----- DATA SUPPLIED -----

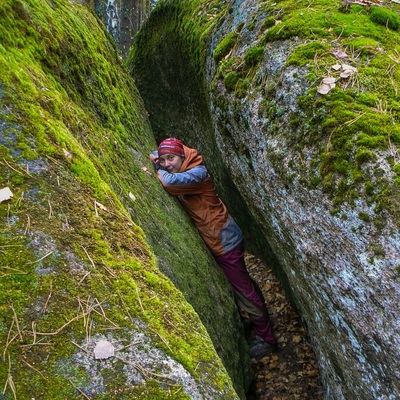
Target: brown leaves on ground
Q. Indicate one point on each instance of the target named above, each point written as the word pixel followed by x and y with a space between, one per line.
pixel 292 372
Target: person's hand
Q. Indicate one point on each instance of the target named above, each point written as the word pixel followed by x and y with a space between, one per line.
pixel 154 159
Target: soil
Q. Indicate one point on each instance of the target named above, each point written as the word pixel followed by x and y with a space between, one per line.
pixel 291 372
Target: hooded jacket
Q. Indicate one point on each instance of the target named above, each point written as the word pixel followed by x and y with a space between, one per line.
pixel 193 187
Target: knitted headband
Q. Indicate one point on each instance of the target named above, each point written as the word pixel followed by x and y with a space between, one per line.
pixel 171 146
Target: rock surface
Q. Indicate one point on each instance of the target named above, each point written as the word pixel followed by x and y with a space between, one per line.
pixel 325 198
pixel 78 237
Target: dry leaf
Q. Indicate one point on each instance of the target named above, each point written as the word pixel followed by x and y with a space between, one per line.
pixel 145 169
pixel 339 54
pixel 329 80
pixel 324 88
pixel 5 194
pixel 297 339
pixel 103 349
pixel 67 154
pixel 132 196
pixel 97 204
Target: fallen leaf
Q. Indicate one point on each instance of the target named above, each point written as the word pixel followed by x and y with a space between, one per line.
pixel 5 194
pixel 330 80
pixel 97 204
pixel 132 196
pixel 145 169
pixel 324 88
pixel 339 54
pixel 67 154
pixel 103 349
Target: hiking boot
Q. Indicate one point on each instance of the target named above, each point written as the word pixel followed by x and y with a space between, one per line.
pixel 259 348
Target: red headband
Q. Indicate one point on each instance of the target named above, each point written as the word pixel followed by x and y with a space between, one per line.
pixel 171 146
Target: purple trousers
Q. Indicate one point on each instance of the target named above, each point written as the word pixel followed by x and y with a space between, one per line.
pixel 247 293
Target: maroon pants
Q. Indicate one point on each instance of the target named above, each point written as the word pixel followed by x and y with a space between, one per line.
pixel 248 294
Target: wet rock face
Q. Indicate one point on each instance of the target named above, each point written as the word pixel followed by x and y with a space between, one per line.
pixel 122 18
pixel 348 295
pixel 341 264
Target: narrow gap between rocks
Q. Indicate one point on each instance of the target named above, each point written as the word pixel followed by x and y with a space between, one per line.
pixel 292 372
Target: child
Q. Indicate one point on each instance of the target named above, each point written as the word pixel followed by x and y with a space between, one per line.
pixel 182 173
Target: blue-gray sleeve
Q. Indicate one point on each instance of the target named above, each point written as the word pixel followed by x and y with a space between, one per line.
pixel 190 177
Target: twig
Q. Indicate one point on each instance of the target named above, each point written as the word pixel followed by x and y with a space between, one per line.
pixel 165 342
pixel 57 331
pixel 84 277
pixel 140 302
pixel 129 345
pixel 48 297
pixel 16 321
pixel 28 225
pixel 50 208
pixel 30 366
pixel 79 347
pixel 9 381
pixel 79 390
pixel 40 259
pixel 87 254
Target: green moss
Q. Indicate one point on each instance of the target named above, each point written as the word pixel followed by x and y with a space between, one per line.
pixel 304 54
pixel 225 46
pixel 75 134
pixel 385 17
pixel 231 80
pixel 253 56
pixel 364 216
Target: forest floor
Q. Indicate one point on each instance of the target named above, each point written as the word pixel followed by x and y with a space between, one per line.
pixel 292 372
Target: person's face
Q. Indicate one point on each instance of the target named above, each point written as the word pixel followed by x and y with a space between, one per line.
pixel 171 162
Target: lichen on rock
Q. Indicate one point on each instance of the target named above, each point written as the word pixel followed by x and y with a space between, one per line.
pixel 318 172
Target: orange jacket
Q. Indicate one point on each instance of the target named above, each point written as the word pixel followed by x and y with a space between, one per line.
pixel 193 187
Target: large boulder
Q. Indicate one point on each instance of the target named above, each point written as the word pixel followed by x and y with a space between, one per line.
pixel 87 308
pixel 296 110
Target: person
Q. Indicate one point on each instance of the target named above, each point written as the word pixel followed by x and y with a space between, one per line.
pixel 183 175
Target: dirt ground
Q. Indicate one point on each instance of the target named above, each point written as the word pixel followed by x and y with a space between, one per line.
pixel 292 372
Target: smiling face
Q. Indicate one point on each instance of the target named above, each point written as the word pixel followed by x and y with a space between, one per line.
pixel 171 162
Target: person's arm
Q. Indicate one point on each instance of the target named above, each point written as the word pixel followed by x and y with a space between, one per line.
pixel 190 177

-----
----- DATA SUPPLIED -----

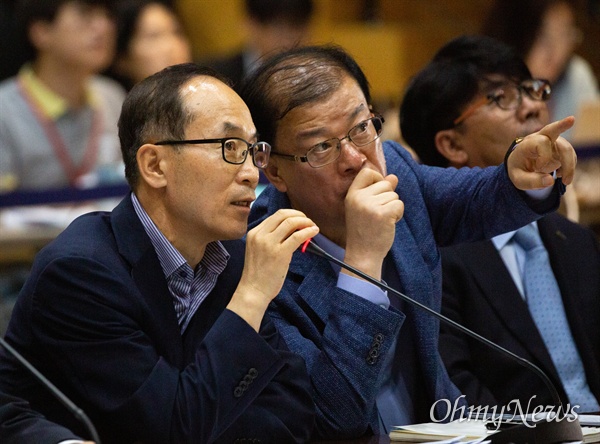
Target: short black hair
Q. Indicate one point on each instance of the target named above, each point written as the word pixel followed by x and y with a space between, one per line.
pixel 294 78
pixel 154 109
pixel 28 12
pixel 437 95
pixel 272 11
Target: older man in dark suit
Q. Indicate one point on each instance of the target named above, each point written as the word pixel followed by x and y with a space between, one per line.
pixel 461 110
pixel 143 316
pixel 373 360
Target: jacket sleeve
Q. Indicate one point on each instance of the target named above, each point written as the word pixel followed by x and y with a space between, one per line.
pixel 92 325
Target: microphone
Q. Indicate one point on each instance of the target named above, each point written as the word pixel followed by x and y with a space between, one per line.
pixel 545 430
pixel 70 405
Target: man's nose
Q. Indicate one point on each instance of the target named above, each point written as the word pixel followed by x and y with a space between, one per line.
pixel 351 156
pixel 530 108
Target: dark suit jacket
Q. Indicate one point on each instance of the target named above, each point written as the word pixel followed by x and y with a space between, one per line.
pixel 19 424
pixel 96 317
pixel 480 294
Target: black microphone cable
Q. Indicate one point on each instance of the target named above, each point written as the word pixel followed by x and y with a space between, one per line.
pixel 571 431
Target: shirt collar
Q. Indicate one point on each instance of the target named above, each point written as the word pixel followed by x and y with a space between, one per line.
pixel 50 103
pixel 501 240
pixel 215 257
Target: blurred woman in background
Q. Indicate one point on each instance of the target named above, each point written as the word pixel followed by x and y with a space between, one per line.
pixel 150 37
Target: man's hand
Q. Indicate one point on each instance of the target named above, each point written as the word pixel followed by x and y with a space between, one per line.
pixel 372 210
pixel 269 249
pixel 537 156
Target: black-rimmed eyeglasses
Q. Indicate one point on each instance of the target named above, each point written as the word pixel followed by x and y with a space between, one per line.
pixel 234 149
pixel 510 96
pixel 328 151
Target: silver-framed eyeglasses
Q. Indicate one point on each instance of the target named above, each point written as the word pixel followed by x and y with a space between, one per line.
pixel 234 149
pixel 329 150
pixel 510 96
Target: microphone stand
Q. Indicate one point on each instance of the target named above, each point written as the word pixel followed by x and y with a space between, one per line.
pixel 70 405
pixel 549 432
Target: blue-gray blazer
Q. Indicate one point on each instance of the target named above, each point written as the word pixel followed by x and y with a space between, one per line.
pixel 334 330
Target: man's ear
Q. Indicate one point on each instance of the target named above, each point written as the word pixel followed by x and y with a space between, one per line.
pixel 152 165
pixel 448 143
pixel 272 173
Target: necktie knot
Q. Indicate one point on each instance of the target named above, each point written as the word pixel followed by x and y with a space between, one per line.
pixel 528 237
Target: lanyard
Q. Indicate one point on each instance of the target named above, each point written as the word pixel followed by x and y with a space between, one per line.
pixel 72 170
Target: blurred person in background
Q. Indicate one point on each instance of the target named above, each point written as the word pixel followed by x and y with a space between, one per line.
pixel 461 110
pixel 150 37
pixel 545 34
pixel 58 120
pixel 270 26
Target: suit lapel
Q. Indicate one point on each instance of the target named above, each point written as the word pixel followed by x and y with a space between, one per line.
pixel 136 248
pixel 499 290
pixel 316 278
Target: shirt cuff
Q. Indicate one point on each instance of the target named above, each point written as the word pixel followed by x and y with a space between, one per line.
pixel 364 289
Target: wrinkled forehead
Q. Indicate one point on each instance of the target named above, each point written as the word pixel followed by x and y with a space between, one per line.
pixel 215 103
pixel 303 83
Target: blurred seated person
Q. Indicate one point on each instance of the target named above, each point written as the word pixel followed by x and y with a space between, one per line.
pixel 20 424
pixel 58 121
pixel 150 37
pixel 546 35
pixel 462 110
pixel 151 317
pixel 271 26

-----
----- DATA SUPPLIED -----

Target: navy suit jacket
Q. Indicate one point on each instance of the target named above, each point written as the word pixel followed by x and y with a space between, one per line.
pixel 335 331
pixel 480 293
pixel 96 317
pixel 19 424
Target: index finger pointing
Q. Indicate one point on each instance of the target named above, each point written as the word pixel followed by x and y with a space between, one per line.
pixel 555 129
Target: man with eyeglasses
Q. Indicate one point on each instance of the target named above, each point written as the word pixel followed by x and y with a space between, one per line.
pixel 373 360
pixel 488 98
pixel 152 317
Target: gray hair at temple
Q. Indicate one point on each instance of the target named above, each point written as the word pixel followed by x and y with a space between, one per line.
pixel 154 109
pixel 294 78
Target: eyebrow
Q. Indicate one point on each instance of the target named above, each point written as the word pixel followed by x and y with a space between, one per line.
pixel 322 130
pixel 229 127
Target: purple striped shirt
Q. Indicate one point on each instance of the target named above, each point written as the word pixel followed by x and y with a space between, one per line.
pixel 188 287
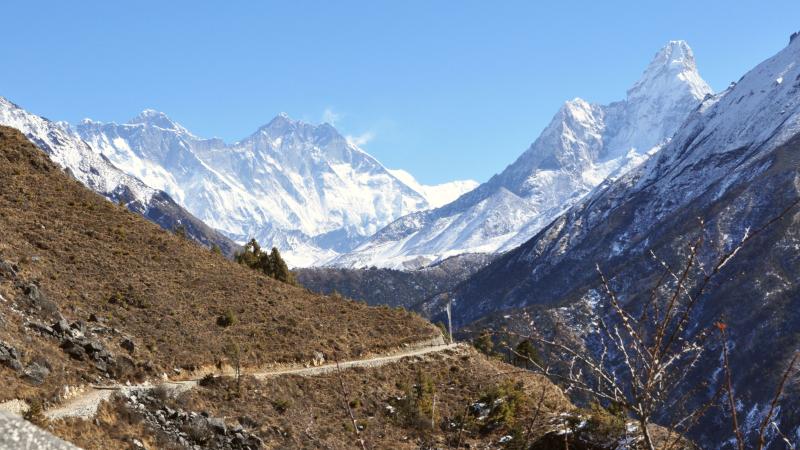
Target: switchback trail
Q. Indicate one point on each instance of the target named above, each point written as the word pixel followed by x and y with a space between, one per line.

-----

* **CHALLENGE**
Pull out the lines of the records word for word, beginning at the line that contains "Target: brown leaves on ground" and stopping after the line that contains "pixel 154 159".

* **COMPLETED EXERCISE**
Target: brown leaves on ground
Q. Indicate one point on each instance of the target named above, each point written as the word pixel followed by x and y with a space between, one per line.
pixel 292 372
Target: person's hand
Q. Indicate one point on each instance of the target named above, each point written as the word pixel followed by x and y with a space between, one per line.
pixel 154 159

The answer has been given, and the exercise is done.